Skip to content
New issue

Have a question about this project? Sign up for a free GitHub account to open an issue and contact its maintainers and the community.

By clicking “Sign up for GitHub”, you agree to our terms of service and privacy statement. We’ll occasionally send you account related emails.

Already on GitHub? Sign in to your account

encoding DIA results in mzTab 1.0 #182

Open
ypriverol opened this issue May 4, 2020 · 11 comments
Open

encoding DIA results in mzTab 1.0 #182

ypriverol opened this issue May 4, 2020 · 11 comments

Comments

@ypriverol
Copy link
Contributor

@andrewrobertjones :

We have some users that want to export DIA results into mzTab 1.0. The proposal is to use optional columns to highlight the information from the spectral library, including:

  • array intensities
  • array masses
  • array ion annotations

This will be encoded as optional columns in the format (one column for each of the values) and the values will be arrays. I have open an issue in the spectral library format to know how they are planning to encode ion annotations. This representation can be also used for spectral library search.

DATASET EXTRACT:
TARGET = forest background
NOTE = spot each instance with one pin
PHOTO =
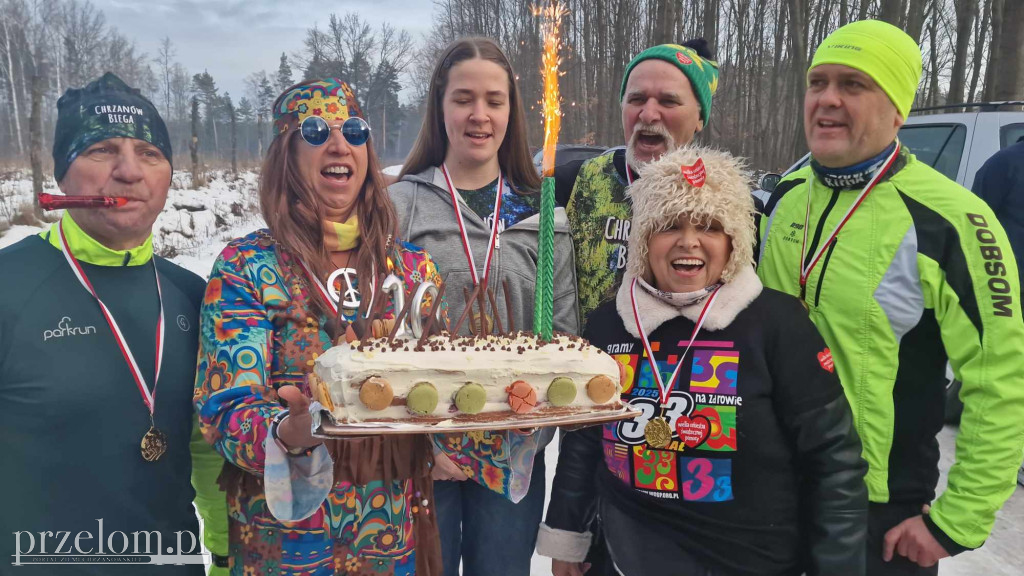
(973, 51)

TASKS TO PERFORM:
A – In the mzTab issue, do these statements agree with the text? Answer yes or no for each, quoting the words that decide it: (i) the proposal puts the spectral library information in optional columns; (ii) intensities, masses and ion annotations would share a single column; (iii) the representation could also serve spectral library search.
B – Pick up the mzTab issue after its last sentence and keep writing it.
The listing has no connection to the mzTab issue.

WRITTEN RESPONSES:
A –
(i) Yes: "The proposal is to use optional columns to highlight the information from the spectral library"
(ii) No: "one column for each of the values"
(iii) Yes: "This representation can be also used for spectral library search."

B –
HUPO-PSI/mzSpecLib#20

@timosachsenberg
Copy link
Contributor

do you have some details and examples? e.g. for the PRT and PEP section?

@ypriverol
Copy link
Contributor Author

These changes are most for the PSM section. The other two sections remains the same.

@ypriverol
Copy link
Contributor Author

@bittremieux can you give your input here. I remember long time ago we had a discussion about how to encode spectral library results into mztab.

@ypriverol
Copy link
Contributor Author

Another option is to add a reference to a spectral library result file that contains this information. Then you will have only one CVparam reference_to_spectrum_library and this will contain the index? or id of the spectrum in the library. We can start by accepting MSP for now but in the future, we can say needs to be mzSpecLib. What do you think @edeutsch @andrewrobertjones ?

@edeutsch
Copy link

edeutsch commented May 4, 2020

I think this is a better option myself. But note that MSP doesn't really have a spectrum id. It only have a spectrum name, which might be quite long and unclear on its uniqueness.

@ypriverol
Copy link
Contributor Author

We will use the file name for now as an index.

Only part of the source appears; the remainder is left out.